_Belge Bölümü:_
===============

Prof. Dr. Erhan Aslanoğlu: TL’nin getirisini azaltmak, enflasyonla mücadelede sıkıntı yaratabilir

Enflasyonun mevcut seviyesinin faiz indirimine çok fazla imkan vermeyeceğini ifade eden Topkapı Üniversitesi Rektör Yardımcısı Prof. Dr. Erhan Aslanoğlu, “Öte yandan mevcut faiz seviyesini korumakta kurun önemli bir rol üstlendiğini düşünüyorum. O açıdan önümüzdeki süreçte TL’nin getirisini azaltmak, enflasyonla mücadelede ciddi sıkıntı yaratabilir” dedi.

YAYINLAMA
GÜNCELLEME
Prof. Dr. Erhan Aslanoğlu: TL’nin getirisini azaltmak, enflasyonla mücadelede sıkıntı yaratabilir

İlhan DUMAN

Nasıl Bir Ekonomi TV’de Ekonomi Masası’nın konukları altın ve para piyasaları uzmanı Mehmet Ali Yıldırımtürk, Topkapı Üniversitesi Rektör Yardımcısı ve EKONOMİ gazetesi yazarı Prof. Dr. Erhan Aslanoğlu ve Yatırım Finansman Direktörü Dr. Nuri Sevgen oldu. EKONOMİ Gazetesi Yönetim Kurulu Başkanı Hakan Güldağ, gazeteci Berfin Çipa ve Barış Esen’in sorularını yanıtlayan uzmanlar piyasaları ve ekonomiyi değerlendirdi.

Altın piyasasındaki gelişmeleri aktaran Mehmet Ali Yıldırımtürk, geçen hafta itibariyle altın için kısa süreli alım fırsatları oluştuğunu belirterek, “2.607 dolara kadar gerileyen ons altın fiyatı gözlemiştik ama orada çok fazla kalamadı ve tekrar 2.650 doların üzerine çıkmıştı. Bu hafta da aynı şekilde 2.650 dolar seviyesinde yorgunluk hissediyorum. Çünkü çok hızlı bir yükselişi oldu Fed’in 50 baz puanlık faiz indirimi sonrasında. Bir hazmetme sürecindeyiz. O bakımdan 2.650 seviyelerinin ardından tekrar 2.620 ve 2.600 dolar seviyelerini görebiliriz. Ama orada çok fazla kalmıyor. Gün içinde bu düzeltmeler oluyor. O seviyeleri yakın takip edenler o seviyelerden alım fırsatı olarak değerlendirebilir diye düşünüyorum” açıklamasını yaptı.

===============

_Sunulan Materyal:_
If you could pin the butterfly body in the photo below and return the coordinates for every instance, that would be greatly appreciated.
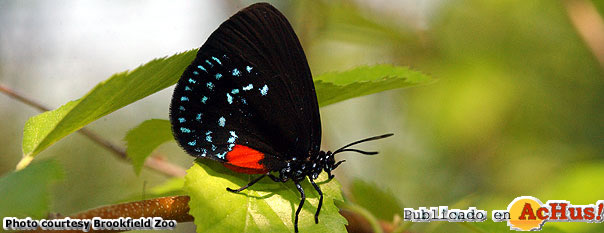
(248, 101)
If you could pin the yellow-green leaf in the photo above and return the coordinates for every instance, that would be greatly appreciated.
(267, 206)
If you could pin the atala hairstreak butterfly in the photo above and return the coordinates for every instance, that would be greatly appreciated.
(248, 101)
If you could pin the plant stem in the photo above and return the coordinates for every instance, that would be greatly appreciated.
(373, 221)
(154, 162)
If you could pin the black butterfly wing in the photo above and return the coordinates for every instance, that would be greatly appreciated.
(250, 85)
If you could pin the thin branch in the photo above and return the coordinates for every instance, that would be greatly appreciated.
(177, 208)
(589, 24)
(154, 162)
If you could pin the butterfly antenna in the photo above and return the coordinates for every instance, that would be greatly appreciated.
(344, 148)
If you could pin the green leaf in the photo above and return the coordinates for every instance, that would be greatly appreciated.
(338, 86)
(112, 94)
(171, 187)
(267, 206)
(25, 193)
(144, 138)
(383, 204)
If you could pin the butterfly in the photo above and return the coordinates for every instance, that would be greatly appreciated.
(248, 101)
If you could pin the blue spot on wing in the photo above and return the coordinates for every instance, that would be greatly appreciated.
(202, 68)
(229, 98)
(217, 61)
(221, 121)
(264, 90)
(236, 72)
(248, 87)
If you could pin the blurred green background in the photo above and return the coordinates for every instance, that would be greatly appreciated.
(517, 108)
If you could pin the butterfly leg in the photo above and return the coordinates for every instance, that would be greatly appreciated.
(320, 199)
(299, 187)
(246, 186)
(329, 175)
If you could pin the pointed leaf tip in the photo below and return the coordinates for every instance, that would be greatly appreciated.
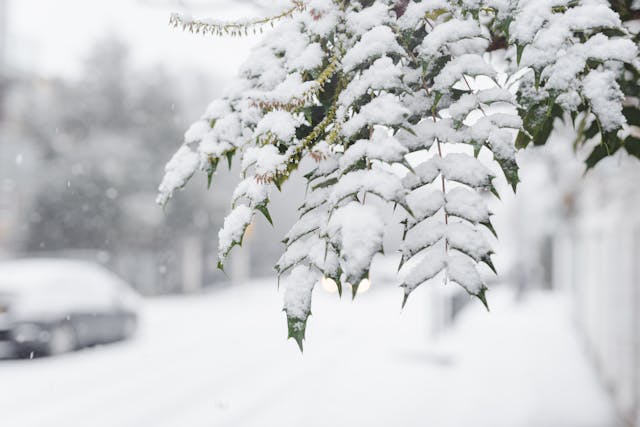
(404, 300)
(482, 297)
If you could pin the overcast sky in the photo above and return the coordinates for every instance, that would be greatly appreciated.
(51, 37)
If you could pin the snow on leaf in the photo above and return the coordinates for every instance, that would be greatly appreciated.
(466, 170)
(454, 70)
(375, 43)
(232, 231)
(298, 286)
(381, 146)
(462, 270)
(178, 171)
(467, 204)
(385, 109)
(357, 230)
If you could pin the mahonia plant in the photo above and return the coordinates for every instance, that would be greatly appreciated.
(409, 106)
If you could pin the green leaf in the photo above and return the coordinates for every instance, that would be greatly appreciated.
(213, 165)
(522, 140)
(481, 295)
(632, 145)
(519, 50)
(632, 114)
(297, 328)
(265, 211)
(229, 155)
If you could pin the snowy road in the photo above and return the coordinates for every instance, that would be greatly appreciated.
(222, 360)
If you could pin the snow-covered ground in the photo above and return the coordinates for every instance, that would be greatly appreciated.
(222, 360)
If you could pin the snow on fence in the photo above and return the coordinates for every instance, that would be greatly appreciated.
(597, 256)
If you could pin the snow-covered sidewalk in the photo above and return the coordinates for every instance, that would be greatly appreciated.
(222, 360)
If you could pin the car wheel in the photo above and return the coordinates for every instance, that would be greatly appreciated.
(62, 340)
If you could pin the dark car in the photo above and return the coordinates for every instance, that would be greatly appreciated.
(50, 307)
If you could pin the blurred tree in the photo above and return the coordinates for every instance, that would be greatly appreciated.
(103, 141)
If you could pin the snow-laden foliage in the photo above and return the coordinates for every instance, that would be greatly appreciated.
(396, 103)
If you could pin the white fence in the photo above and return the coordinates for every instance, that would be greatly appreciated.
(598, 256)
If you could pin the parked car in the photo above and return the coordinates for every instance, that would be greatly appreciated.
(49, 307)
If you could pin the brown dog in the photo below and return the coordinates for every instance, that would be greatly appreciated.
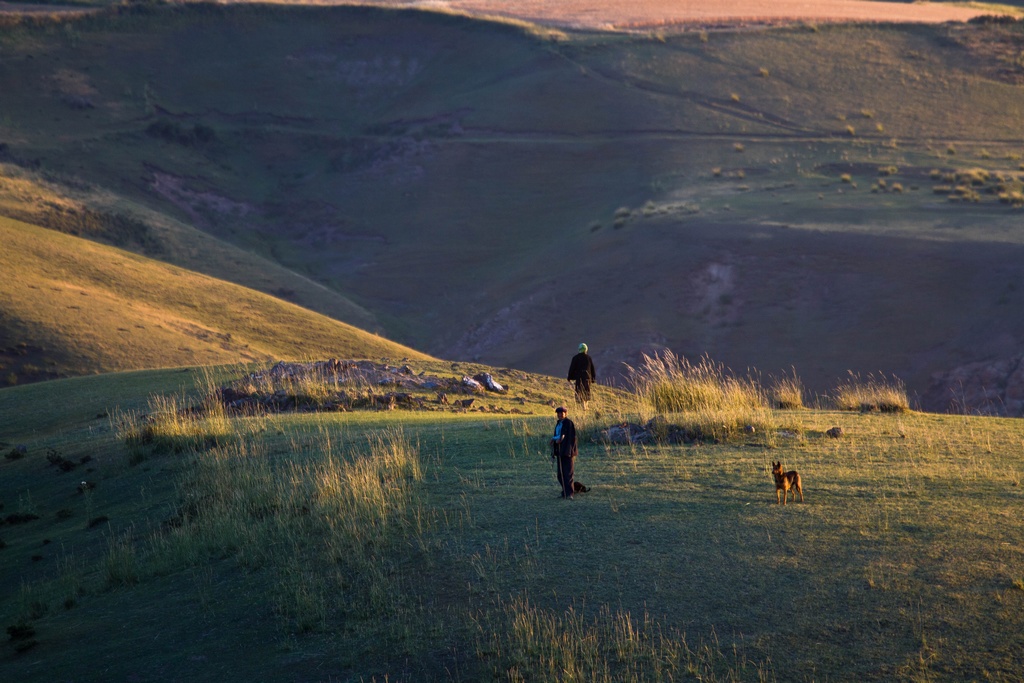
(784, 482)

===============

_Talep A:_
Belge bölümünde Mehmet Ali Yıldırımtürk'ün aktardığına göre ons altın fiyatı hangi seviyeye kadar geriledi?
_Talep B:_
Faiz, kur ve altın piyasası üzerine olan belge bölümünü son cümlesinden itibaren devam ettirin.
Öğelerin bu işle hiçbir ilgisi yoktur.

_Yazılı Yanıt A:_
2.607 dolara kadar.

_Yazılı Yanıt B:_
“Jeopolitik gerginlikler altını destekliyor”

Ons altında sene sonunda 2.700-2.750 dolar seviyelerinin görülebileceğini söyleyen Yıldırımtürk, “Bu haftaki Avrupa Merkez Bankası toplantısında, daha önce bir faiz indirimi beklenmiyordu ama şu anda faiz indirimi gerekiyor. Sonrasında da yine Fed’den normal şartlarda kasım ve aralık aylarında 25’er puanlık faiz indirimi olacak gibi görünüyor. Aslında faizin etkisi daha az. Borsadaki düşüş, bölgemizdeki jeopolitik gerginlikler daha çok altını destekliyor. O bakımdan kısa süreli bir düzeltme hareketi oluyor. Dikkatimi çeken şu: Haftanın ilk yarısında biraz daha sakin bir seyir oluyor. İkinci yarısında ve özellikle cuma günleri, hafta sonu riskini almak istemeyen yatırımcıların satışlarını azaltması ve alışa dönmesiyle beraber bu fiyat tekrar yeniden yükselişe geçiyor” bilgisini verdi.

“Petrolde yukarı yönlü hareket fazla değil”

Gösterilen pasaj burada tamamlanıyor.